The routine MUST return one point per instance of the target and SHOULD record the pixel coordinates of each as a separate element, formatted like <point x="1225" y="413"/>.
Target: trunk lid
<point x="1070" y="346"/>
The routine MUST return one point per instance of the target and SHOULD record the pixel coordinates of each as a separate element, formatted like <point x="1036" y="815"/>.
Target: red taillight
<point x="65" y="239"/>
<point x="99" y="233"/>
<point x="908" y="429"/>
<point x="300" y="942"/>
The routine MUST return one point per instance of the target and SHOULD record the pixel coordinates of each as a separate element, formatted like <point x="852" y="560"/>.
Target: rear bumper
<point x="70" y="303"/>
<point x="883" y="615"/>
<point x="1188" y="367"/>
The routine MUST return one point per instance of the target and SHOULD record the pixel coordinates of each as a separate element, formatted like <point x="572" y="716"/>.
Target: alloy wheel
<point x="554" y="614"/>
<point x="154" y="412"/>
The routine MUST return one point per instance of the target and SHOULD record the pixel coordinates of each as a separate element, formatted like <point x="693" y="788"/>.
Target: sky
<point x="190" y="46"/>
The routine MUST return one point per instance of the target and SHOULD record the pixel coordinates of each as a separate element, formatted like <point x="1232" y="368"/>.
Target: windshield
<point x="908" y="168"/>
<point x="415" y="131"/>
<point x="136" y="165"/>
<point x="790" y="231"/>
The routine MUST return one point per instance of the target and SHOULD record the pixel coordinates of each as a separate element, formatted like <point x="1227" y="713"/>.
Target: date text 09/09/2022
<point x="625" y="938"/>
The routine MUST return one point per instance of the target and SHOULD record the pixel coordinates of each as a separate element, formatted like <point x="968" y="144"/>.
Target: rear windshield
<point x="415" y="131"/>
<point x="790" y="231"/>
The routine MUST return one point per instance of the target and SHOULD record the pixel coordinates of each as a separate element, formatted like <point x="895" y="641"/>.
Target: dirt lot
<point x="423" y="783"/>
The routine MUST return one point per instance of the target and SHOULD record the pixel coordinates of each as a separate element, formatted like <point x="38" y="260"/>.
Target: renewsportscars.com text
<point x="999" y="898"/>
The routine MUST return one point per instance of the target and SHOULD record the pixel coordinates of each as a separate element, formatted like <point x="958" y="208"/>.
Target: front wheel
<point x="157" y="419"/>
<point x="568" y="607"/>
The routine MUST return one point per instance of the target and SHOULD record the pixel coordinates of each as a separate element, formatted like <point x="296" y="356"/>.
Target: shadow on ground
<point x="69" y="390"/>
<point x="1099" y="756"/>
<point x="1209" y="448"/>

★ ★ ★ ★ ★

_Required task_: Using the entries above, please restate each one word for word.

_Output for this task_:
The routine MUST return one point per instance of the target and SHOULD record the pixel coordinates of each as a separate element, formatted like <point x="1225" y="413"/>.
Target: trunk lid
<point x="1070" y="346"/>
The routine MUST return one point per instance of the target and SHOULD record the pixel coordinates of each as a separate element, formatted like <point x="1036" y="815"/>.
Target: red taillight
<point x="65" y="239"/>
<point x="99" y="233"/>
<point x="908" y="429"/>
<point x="300" y="942"/>
The routine MUST return one point per instance of the target and SHOULD record the pixel coordinates of each as a separate element, formatted like <point x="852" y="560"/>.
Target: rear bumper
<point x="70" y="303"/>
<point x="883" y="615"/>
<point x="1188" y="367"/>
The routine MUST return one point per instance of the target and SHOULD record the pixel coordinates of each as a separate element, formatted like <point x="572" y="716"/>.
Target: alloy wheel
<point x="554" y="614"/>
<point x="154" y="412"/>
The routine MUST return one point per instance of the target and SHOULD record the pixel coordinates of each as a separate element, formatted like <point x="693" y="788"/>.
Target: sky
<point x="190" y="46"/>
The routine MUST return one point per instance of the target and SHOULD record the pixel coordinates of each as a separate element, formatted like <point x="1232" y="368"/>.
Target: windshield
<point x="908" y="168"/>
<point x="415" y="131"/>
<point x="136" y="165"/>
<point x="790" y="231"/>
The routine MUST return one point per instance of the target and SHOULD record the pixel coordinates of each as a separate element, formatted like <point x="1227" y="713"/>.
Target: date text 09/09/2022
<point x="625" y="938"/>
The routine MUST return one point per instance of the target and SHOULD record the pixel coordinates of each as a separate element, formatted like <point x="968" y="144"/>.
Target: rear windshield
<point x="415" y="131"/>
<point x="790" y="231"/>
The routine MUST return one point per instance of the target and SHOULD record the pixel coordinates of each as a separate element, formatted like <point x="895" y="641"/>.
Target: dirt lot
<point x="423" y="783"/>
The routine MUST return one point per instance of the target and SHOULD record the pixel coordinates of each as a separate element, formatted like <point x="38" y="260"/>.
Target: renewsportscars.com text
<point x="999" y="898"/>
The routine MUST return one point per instance of the target and SHOULD record the pixel coordinates of each as a separate element, formatted like <point x="958" y="208"/>.
Target: front wheel
<point x="157" y="419"/>
<point x="568" y="607"/>
The routine MUST return one point per instance of the target and SHOULD record the pixel coordinates of each as a separate element, formatted like <point x="296" y="356"/>.
Target: shadow on ground
<point x="69" y="390"/>
<point x="1099" y="756"/>
<point x="1209" y="448"/>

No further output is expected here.